* **Problem statement**: Edit everything from the line containing "Isolate green foliage from this picture." down to the line containing "[214,413,222,422]" by replacing "black shoes" with "dark footwear" and leaving the rest unchanged. Give back only those lines.

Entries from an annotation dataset
════════

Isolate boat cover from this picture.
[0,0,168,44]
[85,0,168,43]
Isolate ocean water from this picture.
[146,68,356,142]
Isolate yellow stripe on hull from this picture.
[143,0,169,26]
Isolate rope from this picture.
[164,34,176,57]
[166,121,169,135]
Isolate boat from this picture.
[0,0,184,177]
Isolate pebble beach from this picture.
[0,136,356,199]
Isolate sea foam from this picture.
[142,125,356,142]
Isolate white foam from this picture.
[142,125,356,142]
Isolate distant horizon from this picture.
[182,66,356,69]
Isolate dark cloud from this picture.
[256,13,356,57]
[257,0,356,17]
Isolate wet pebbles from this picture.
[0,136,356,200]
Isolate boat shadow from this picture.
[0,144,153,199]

════════

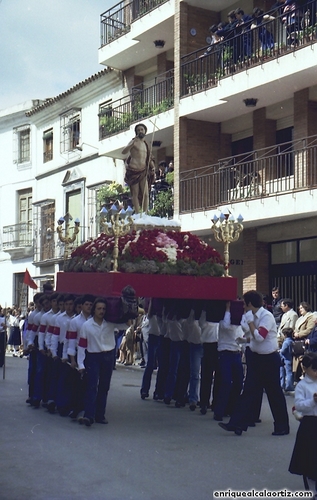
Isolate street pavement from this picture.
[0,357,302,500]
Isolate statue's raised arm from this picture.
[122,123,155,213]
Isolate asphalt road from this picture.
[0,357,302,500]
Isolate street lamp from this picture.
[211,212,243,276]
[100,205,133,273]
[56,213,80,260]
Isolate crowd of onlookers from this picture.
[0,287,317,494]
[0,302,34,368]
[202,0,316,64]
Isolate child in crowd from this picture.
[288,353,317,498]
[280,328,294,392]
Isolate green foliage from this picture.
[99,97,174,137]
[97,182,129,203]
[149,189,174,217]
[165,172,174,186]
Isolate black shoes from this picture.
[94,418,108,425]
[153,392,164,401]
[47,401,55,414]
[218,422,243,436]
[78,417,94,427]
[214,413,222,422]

════════

* **Expected answer**:
Isolate green foliage from this picture.
[99,97,174,137]
[97,182,129,203]
[149,189,174,217]
[165,172,174,186]
Isolate dark footwear from this picture.
[94,418,108,425]
[153,392,164,401]
[47,401,55,414]
[218,422,243,436]
[78,417,94,427]
[214,413,222,422]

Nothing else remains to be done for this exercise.